→ WHAT NEEDS TO BE DONE
Can you recast every line of the items below as a Markdown table with the columns "Row" and "Line", giving each line a row number and leaving out blank lines?

→ EXTRACTED RECORDS

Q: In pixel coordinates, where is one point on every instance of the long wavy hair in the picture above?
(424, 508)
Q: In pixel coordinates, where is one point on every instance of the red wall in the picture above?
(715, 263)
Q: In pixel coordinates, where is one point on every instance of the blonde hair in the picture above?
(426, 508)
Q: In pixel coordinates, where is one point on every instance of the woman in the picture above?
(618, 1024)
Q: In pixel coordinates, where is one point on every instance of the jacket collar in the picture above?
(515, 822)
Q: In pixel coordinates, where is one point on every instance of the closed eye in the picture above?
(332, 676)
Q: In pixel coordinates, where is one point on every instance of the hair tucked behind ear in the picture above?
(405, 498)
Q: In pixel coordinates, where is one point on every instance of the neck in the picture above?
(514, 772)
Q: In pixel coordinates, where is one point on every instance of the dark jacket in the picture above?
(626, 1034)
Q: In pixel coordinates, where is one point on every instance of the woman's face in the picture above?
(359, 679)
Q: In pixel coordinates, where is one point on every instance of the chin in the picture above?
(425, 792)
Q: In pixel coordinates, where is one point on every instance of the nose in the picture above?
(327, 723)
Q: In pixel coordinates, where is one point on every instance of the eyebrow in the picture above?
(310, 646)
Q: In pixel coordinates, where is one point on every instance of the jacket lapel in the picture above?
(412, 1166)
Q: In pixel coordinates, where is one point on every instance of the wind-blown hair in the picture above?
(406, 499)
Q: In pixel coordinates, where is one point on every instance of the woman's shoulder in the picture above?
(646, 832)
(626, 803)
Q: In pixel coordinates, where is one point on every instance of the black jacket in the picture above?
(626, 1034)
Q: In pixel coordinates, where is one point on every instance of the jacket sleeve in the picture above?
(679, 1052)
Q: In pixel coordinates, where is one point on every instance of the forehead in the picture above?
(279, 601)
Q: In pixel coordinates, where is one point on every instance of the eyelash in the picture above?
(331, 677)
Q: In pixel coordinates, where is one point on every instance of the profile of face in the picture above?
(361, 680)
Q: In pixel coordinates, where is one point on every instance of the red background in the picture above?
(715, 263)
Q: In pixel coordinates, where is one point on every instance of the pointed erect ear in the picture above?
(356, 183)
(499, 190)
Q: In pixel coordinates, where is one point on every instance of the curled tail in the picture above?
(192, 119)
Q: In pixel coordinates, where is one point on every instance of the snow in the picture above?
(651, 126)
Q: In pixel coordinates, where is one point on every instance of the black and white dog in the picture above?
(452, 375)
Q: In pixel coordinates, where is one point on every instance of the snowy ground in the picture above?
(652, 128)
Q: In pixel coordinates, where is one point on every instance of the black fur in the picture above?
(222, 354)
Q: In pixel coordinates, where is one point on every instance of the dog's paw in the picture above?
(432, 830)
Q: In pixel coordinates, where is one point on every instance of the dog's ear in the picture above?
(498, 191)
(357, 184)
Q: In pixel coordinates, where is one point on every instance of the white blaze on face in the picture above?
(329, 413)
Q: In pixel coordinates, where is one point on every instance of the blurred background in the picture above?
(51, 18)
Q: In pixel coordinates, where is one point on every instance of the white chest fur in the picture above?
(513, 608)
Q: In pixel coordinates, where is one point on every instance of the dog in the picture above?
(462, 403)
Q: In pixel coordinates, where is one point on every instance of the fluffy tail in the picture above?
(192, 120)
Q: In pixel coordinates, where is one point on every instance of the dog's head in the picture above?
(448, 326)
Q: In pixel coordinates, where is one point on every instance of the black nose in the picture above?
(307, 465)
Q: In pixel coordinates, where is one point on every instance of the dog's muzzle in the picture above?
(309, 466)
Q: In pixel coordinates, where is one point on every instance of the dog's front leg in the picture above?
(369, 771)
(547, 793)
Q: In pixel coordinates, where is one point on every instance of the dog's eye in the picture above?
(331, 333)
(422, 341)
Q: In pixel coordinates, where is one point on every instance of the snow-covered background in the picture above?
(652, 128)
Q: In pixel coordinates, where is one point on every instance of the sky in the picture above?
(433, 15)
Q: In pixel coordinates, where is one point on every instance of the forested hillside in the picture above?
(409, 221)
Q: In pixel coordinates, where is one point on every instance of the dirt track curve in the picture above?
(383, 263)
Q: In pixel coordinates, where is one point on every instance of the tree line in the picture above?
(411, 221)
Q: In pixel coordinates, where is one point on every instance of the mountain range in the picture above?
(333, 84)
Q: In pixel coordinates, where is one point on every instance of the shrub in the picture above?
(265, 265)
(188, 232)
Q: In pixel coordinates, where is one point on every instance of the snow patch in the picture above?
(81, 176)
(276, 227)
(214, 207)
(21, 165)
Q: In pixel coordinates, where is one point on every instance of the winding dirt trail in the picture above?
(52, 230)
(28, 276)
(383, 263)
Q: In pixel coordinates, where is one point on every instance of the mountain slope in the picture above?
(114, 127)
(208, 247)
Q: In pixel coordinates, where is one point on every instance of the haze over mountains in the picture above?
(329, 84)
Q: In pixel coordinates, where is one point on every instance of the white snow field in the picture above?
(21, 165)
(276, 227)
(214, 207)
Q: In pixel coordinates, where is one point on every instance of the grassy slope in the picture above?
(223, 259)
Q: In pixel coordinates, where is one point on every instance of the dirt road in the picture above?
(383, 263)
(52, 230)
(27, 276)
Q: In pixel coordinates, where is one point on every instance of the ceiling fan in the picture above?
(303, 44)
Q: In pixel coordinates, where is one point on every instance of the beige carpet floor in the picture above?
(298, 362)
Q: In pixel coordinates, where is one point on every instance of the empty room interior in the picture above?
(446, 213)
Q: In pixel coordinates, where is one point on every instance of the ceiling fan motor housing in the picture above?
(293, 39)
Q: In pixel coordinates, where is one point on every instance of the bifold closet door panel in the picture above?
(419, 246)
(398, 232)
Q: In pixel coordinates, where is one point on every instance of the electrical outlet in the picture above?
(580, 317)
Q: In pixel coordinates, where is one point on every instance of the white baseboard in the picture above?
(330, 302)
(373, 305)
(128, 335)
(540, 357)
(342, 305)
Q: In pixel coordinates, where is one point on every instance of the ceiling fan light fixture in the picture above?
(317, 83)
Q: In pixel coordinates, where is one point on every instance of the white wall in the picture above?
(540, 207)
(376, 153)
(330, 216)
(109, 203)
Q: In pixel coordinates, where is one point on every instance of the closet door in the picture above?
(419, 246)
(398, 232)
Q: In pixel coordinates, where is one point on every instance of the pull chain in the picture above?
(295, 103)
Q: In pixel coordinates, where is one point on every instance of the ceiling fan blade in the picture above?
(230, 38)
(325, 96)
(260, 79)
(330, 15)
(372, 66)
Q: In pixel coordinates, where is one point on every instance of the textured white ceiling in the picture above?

→ THE OUTPUT
| Row | Line |
|---|---|
| 1 | Q: In pixel coordinates, where is one point on every instance of the long wavy hair in the picture above? |
| 2 | (424, 508) |
| 3 | Q: In pixel coordinates, where is one point on every instance of the red wall in the picture above? |
| 4 | (715, 263) |
| 5 | Q: In pixel coordinates, where is one point on every instance of the blonde hair in the picture above? |
| 6 | (426, 508) |
| 7 | Q: In pixel coordinates, where is one point on every instance of the woman in the picture above? |
| 8 | (618, 1024) |
| 9 | Q: In pixel coordinates, where is one point on every instance of the jacket collar in the picture above? |
| 10 | (515, 822) |
| 11 | Q: In pixel coordinates, where is one point on every instance of the closed eye in the picture above? |
| 12 | (332, 676) |
| 13 | Q: In pixel coordinates, where is one point on every instance of the hair tucked behind ear in the picture above? |
| 14 | (405, 498) |
| 15 | Q: In pixel coordinates, where is one point on every instance of the neck in the picture above? |
| 16 | (514, 772) |
| 17 | Q: In pixel coordinates, where is one point on every instance of the dark jacket in the picture above? |
| 18 | (626, 1034) |
| 19 | Q: In pixel coordinates, where is one point on every instance of the woman's face in the picture above? |
| 20 | (359, 679) |
| 21 | Q: In pixel coordinates, where is one point on every instance of the chin in the picture above? |
| 22 | (425, 792) |
| 23 | Q: In pixel coordinates, where is one point on every instance of the nose in the picture above? |
| 24 | (327, 723) |
| 25 | Q: In pixel coordinates, where is one point on every instance of the eyebrow in the picture above? |
| 26 | (310, 646) |
| 27 | Q: In pixel coordinates, where is one point on every instance of the jacket lapel in the picture above? |
| 28 | (412, 1166) |
| 29 | Q: In pixel coordinates, where is one point on every instance of the wind-blown hair in the picture above? |
| 30 | (406, 499) |
| 31 | Q: In pixel coordinates, where is one point on every instance of the woman's shoulder in the picture above? |
| 32 | (646, 832) |
| 33 | (626, 803) |
| 34 | Q: In pixel coordinates, where is one point on every instance of the black jacket in the picture above? |
| 35 | (626, 1034) |
| 36 | Q: In pixel coordinates, where is one point on every instance of the jacket sleeve in the picture above? |
| 37 | (679, 1052) |
| 38 | Q: In pixel coordinates, where is one point on every instance of the forehead in the picture above? |
| 39 | (279, 601) |
| 40 | Q: In pixel coordinates, where is one point on every instance of the eyelash in the picture above? |
| 41 | (331, 677) |
| 42 | Q: In pixel coordinates, where is one point on every instance of the profile of face in the picture above? |
| 43 | (361, 680) |
| 44 | Q: In pixel coordinates, where is one point on every instance of the red background in the picture above? |
| 45 | (715, 263) |
| 46 | Q: In pixel coordinates, where is one point on every instance of the pointed erect ear in the picture above? |
| 47 | (356, 183) |
| 48 | (499, 190) |
| 49 | Q: In pixel coordinates, where is one point on every instance of the curled tail in the picture above? |
| 50 | (192, 119) |
| 51 | Q: In pixel coordinates, where is one point on every instance of the snow in the picture above? |
| 52 | (651, 126) |
| 53 | Q: In pixel coordinates, where is one point on every instance of the black and white dog in the picture above? |
| 54 | (452, 375) |
| 55 | Q: In pixel coordinates, where is one point on every instance of the snowy ground in the picture above? |
| 56 | (652, 128) |
| 57 | Q: In pixel coordinates, where is one point on every instance of the black fur in the picture above? |
| 58 | (222, 354) |
| 59 | Q: In pixel coordinates, where is one point on every instance of the dog's paw in the picture above? |
| 60 | (432, 830) |
| 61 | Q: In pixel coordinates, where is one point on every instance of the dog's ear in the picture above? |
| 62 | (498, 191) |
| 63 | (357, 184) |
| 64 | Q: In pixel coordinates, where is one point on every instance of the white blaze on face in the picture above? |
| 65 | (329, 413) |
| 66 | Q: In pixel coordinates, where is one point on every instance of the blurred background in the picture above? |
| 67 | (51, 18) |
| 68 | Q: In pixel coordinates, where is one point on every instance of the white chest fur in the picture above? |
| 69 | (513, 608) |
| 70 | Q: In pixel coordinates, where is one point on every instance of the dog in the picture above? |
| 71 | (462, 403) |
| 72 | Q: In pixel coordinates, where is one point on every instance of the fluffy tail in the picture above? |
| 73 | (192, 120) |
| 74 | Q: In pixel coordinates, where is one point on every instance of the dog's head in the picture above? |
| 75 | (448, 326) |
| 76 | Q: In pixel coordinates, where is one point on every instance of the black nose in the picture above? |
| 77 | (307, 465) |
| 78 | Q: In pixel coordinates, where is one point on every instance of the dog's muzzle in the picture above? |
| 79 | (309, 466) |
| 80 | Q: In pixel coordinates, where is one point on every instance of the dog's front leg in the picture above? |
| 81 | (369, 771) |
| 82 | (547, 793) |
| 83 | Q: In pixel coordinates, where is one point on every instance of the dog's eye in the picture above? |
| 84 | (331, 333) |
| 85 | (422, 341) |
| 86 | Q: In pixel coordinates, where is one point on every instance of the snow-covered background in the picture above? |
| 87 | (652, 128) |
| 88 | Q: In pixel coordinates, where is one point on every instance of the sky in the picture above? |
| 89 | (433, 15) |
| 90 | Q: In pixel coordinates, where is one point on every instance of the forested hillside in the picture above? |
| 91 | (409, 221) |
| 92 | Q: In pixel coordinates, where is one point on every instance of the dirt track curve in the picture above? |
| 93 | (383, 263) |
| 94 | Q: In pixel coordinates, where is one point on every instance of the tree line in the picture above? |
| 95 | (411, 221) |
| 96 | Q: In pixel coordinates, where is one point on every instance of the mountain range in the picture above? |
| 97 | (333, 84) |
| 98 | Q: In pixel coordinates, where is one point on every instance of the shrub in the picture above? |
| 99 | (265, 265) |
| 100 | (188, 232) |
| 101 | Q: In pixel coordinates, where is one point on every instance of the snow patch in the picture above? |
| 102 | (81, 176) |
| 103 | (276, 227) |
| 104 | (214, 207) |
| 105 | (21, 165) |
| 106 | Q: In pixel coordinates, where is one point on every instance of the winding dirt trail in the picture above? |
| 107 | (52, 230) |
| 108 | (28, 276) |
| 109 | (383, 263) |
| 110 | Q: In pixel coordinates, where is one point on every instance of the mountain slope in the picture above? |
| 111 | (114, 127) |
| 112 | (208, 247) |
| 113 | Q: In pixel coordinates, where is one point on every instance of the haze over mountains in the picture above? |
| 114 | (329, 84) |
| 115 | Q: In pixel coordinates, where is one point on every instance of the white snow field in the picture above? |
| 116 | (21, 165) |
| 117 | (276, 227) |
| 118 | (214, 207) |
| 119 | Q: In pixel coordinates, where is one point on every instance of the grassy slope in the picture above? |
| 120 | (223, 259) |
| 121 | Q: In pixel coordinates, where is one point on every instance of the dirt road in the picture above? |
| 122 | (383, 263) |
| 123 | (52, 230) |
| 124 | (27, 276) |
| 125 | Q: In pixel coordinates, where is one point on every instance of the ceiling fan in the picture above? |
| 126 | (303, 44) |
| 127 | Q: In pixel coordinates, where is one point on every instance of the beige carpet floor in the picture above? |
| 128 | (298, 362) |
| 129 | Q: In pixel coordinates, where is one point on every instance of the empty room interior in the picture above? |
| 130 | (446, 213) |
| 131 | Q: In pixel coordinates, where is one point on every instance of the ceiling fan motor housing in the picture above? |
| 132 | (293, 39) |
| 133 | Q: In pixel coordinates, where is one point on every instance of the bifold closet door panel in the picture above? |
| 134 | (419, 246) |
| 135 | (398, 232) |
| 136 | Q: In pixel coordinates, where is one point on every instance of the electrical outlet in the picture above? |
| 137 | (580, 317) |
| 138 | Q: In pixel coordinates, where is one point on every instance of the white baseboard in the picture above? |
| 139 | (330, 302) |
| 140 | (373, 305) |
| 141 | (128, 335) |
| 142 | (540, 357) |
| 143 | (342, 305) |
| 144 | Q: In pixel coordinates, where is one point on every instance of the ceiling fan light fixture in the picture above? |
| 145 | (317, 83) |
| 146 | Q: In pixel coordinates, where is one point on every instance of the white wall in the picture above? |
| 147 | (540, 207) |
| 148 | (376, 153) |
| 149 | (330, 216) |
| 150 | (109, 203) |
| 151 | Q: In pixel coordinates, where is one point on every instance of the closet door in the picture above? |
| 152 | (419, 246) |
| 153 | (398, 232) |
| 154 | Q: In pixel coordinates, where is one point on every instance of the pull chain in the picture above? |
| 155 | (295, 103) |
| 156 | Q: In pixel coordinates, where is one point on every instance of the ceiling fan blade in the picture above? |
| 157 | (230, 38) |
| 158 | (325, 96) |
| 159 | (260, 79) |
| 160 | (330, 15) |
| 161 | (372, 66) |
| 162 | Q: In pixel coordinates, where is one point on every instance of the textured white ceiling in the picture above? |